* **DATA IN THIS EXERCISE**:
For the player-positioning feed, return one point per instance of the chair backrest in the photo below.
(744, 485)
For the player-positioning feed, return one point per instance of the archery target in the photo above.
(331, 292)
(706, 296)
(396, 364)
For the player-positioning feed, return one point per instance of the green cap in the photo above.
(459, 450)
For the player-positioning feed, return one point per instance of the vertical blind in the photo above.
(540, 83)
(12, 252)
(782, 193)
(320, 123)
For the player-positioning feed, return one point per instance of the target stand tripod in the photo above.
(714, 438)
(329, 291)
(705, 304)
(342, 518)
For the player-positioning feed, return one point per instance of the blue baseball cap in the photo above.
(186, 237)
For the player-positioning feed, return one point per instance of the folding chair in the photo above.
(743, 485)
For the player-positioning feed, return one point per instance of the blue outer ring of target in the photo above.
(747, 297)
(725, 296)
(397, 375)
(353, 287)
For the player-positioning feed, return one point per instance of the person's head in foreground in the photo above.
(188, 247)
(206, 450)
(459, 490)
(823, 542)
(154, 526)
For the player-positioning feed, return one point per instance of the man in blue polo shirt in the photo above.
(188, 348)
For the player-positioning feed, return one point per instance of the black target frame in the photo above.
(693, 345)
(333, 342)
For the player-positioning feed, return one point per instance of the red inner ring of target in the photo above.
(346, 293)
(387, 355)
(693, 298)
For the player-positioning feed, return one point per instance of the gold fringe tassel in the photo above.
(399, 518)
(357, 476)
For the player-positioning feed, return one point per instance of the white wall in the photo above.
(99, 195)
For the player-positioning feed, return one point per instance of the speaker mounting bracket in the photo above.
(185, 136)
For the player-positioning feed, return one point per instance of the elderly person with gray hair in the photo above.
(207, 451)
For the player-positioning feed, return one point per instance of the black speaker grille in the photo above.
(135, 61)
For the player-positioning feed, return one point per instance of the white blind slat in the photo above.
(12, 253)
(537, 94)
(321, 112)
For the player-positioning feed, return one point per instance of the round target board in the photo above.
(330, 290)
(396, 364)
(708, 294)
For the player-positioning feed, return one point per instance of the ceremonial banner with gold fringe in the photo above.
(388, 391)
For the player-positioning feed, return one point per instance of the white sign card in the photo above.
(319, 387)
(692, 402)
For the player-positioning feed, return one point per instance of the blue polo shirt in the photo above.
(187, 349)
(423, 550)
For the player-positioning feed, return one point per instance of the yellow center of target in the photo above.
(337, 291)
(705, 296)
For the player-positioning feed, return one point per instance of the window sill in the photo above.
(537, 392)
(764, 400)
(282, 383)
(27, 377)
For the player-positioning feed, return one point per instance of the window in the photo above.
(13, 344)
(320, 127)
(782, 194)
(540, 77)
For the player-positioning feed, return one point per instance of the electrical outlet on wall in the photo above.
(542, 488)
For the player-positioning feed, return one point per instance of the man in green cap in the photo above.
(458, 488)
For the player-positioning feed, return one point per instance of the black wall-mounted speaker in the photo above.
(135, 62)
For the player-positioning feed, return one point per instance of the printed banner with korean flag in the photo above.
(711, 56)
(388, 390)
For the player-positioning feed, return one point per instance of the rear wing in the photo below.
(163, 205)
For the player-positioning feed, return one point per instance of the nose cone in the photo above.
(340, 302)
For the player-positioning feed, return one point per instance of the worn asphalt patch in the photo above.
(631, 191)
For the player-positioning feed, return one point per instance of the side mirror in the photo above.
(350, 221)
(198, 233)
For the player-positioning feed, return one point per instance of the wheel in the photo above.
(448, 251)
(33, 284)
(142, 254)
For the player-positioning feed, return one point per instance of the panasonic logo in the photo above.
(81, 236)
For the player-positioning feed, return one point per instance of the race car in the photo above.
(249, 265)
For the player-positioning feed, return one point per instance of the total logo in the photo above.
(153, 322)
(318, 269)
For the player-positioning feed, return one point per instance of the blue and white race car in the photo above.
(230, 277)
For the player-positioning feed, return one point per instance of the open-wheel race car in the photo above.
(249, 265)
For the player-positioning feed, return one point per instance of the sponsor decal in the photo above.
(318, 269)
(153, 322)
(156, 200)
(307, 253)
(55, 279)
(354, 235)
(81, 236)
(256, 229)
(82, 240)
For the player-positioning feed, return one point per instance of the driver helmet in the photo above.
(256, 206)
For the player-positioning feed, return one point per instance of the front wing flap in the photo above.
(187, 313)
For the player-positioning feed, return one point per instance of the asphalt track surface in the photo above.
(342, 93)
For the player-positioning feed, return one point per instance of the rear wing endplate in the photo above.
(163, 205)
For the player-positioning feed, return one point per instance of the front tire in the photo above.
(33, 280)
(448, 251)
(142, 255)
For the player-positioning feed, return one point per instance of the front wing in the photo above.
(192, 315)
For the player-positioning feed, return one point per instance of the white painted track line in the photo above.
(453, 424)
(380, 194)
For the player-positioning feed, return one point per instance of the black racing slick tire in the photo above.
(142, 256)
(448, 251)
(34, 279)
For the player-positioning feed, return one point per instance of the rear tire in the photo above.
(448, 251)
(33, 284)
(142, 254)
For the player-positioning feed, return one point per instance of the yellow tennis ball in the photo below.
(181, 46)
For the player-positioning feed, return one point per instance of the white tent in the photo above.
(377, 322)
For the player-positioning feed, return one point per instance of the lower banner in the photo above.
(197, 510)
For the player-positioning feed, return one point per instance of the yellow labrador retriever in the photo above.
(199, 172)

* **TASK GOAL**:
Your task is to output all of the data above word for word.

* **WORKED ANSWER**:
For the player-positioning feed, return one point per instance of the chair backrest in the photo below.
(744, 485)
For the player-positioning feed, return one point per instance of the archery target in the photo above.
(331, 292)
(706, 296)
(396, 364)
For the player-positioning feed, return one point per instance of the green cap in the photo above.
(459, 450)
For the player-positioning feed, return one point per instance of the vertical blind in the photo above.
(540, 83)
(12, 252)
(782, 193)
(320, 123)
For the player-positioning feed, return one point per instance of the target stand tripod in the photo above.
(714, 438)
(329, 291)
(705, 304)
(342, 518)
For the player-positioning feed, return one point per instance of the blue baseball cap in the photo above.
(186, 237)
For the player-positioning feed, return one point per instance of the folding chair in the photo above.
(743, 485)
For the player-positioning feed, return one point per instance of the blue outer ring of target in the photo above.
(747, 297)
(725, 296)
(397, 375)
(353, 287)
For the player-positioning feed, return one point per instance of the person's head in foreground in the photo above.
(188, 247)
(206, 450)
(459, 490)
(823, 542)
(154, 526)
For the player-positioning feed, return one point per instance of the man in blue polo shirt in the photo above.
(188, 348)
For the player-positioning feed, return one point per instance of the black target frame in the photo above.
(693, 345)
(333, 342)
For the player-positioning feed, return one point per instance of the red inner ring of target in the photo above.
(346, 293)
(387, 355)
(693, 298)
For the player-positioning feed, return one point per instance of the gold fringe tassel in the photo above.
(399, 518)
(357, 476)
For the player-positioning feed, return one point per instance of the white wall in the photo above.
(99, 195)
For the player-positioning feed, return one point per instance of the speaker mounting bracket in the photo above.
(185, 136)
For the player-positioning feed, return one point per instance of the elderly person with gray hair in the photo above.
(207, 451)
For the player-positioning feed, return one point per instance of the black speaker grille in the photo above.
(135, 61)
For the player-positioning feed, return one point per instance of the white blind slat in the photo above.
(12, 253)
(537, 94)
(321, 112)
For the player-positioning feed, return one point per instance of the round target board in the photo above.
(330, 290)
(396, 364)
(708, 294)
For the player-positioning feed, return one point per instance of the ceremonial banner with gold fringe in the photo above.
(388, 391)
For the player-positioning feed, return one point per instance of the white sign card in the photo above.
(319, 387)
(692, 402)
For the player-positioning feed, return one point per instance of the blue polo shirt in the photo above.
(187, 349)
(423, 550)
For the player-positioning feed, return one point per instance of the yellow center of target in the photo above.
(337, 291)
(705, 296)
For the player-positioning feed, return one point per instance of the window sill in the photo above.
(537, 392)
(764, 400)
(282, 383)
(27, 377)
For the player-positioning feed, return one point per instance of the window in the photo above.
(13, 344)
(320, 127)
(782, 194)
(540, 77)
For the player-positioning feed, return one point per instance of the electrical outlet on wall in the photo above.
(542, 488)
For the player-positioning feed, return one point per instance of the man in green cap in the photo above.
(458, 488)
For the player-positioning feed, return one point per instance of the black wall-mounted speaker in the photo above.
(135, 62)
For the player-positioning feed, return one point per instance of the printed banner with korean flag in the photo above.
(711, 56)
(388, 390)
For the player-positioning feed, return one point per instance of the rear wing in the photo below.
(163, 205)
For the player-positioning feed, return one point per instance of the nose cone in the photo above.
(340, 302)
For the player-positioning feed, return one point per instance of the worn asphalt patch in the photo above.
(631, 191)
For the player-positioning feed, return one point per instance of the side mirror in the photo above.
(350, 221)
(198, 233)
For the player-positioning feed, return one point per instance of the wheel in the photo above.
(448, 251)
(33, 284)
(142, 254)
For the player-positioning feed, return one point per instance of the panasonic logo in the photo above.
(81, 236)
For the player-positioning feed, return one point per instance of the race car in the photo above.
(249, 265)
For the player-positioning feed, return one point per instance of the total logo in the photo above.
(153, 322)
(318, 269)
For the player-positioning feed, return one point per instance of the blue and white race car in the photo above.
(230, 277)
For the player-positioning feed, return one point per instance of the open-wheel race car in the photo above.
(249, 265)
For the player-positioning feed, return one point per instance of the sponsor decal in the photo above.
(318, 269)
(153, 322)
(156, 200)
(307, 253)
(55, 279)
(354, 235)
(81, 236)
(256, 229)
(82, 240)
For the player-positioning feed, return one point per instance of the driver helmet in the photo above.
(256, 206)
For the player-positioning feed, return one point per instance of the front wing flap in the photo above.
(187, 313)
For the player-positioning feed, return one point per instance of the asphalt track surface in the photo above.
(342, 93)
For the player-positioning feed, return one point per instance of the rear wing endplate in the photo above.
(163, 205)
For the player-positioning feed, return one point per instance of the front tire in the photo above.
(33, 280)
(448, 251)
(142, 255)
For the player-positioning feed, return one point per instance of the front wing in the photo above.
(192, 315)
For the player-positioning feed, return one point per instance of the white painted track line in the photo above.
(453, 424)
(380, 194)
For the player-positioning feed, return one point per instance of the black racing slick tire in the photo above.
(142, 256)
(448, 251)
(34, 279)
For the player-positioning feed, return one point per instance of the rear tire in the photo above.
(448, 251)
(33, 284)
(142, 254)
For the player-positioning feed, return one point per instance of the yellow tennis ball in the photo below.
(181, 46)
For the player-positioning feed, return one point per instance of the white tent in the photo above.
(377, 322)
For the player-positioning feed, return one point per instance of the lower banner in the photo above.
(197, 510)
For the player-positioning feed, return one point per instance of the yellow labrador retriever in the photo above.
(199, 172)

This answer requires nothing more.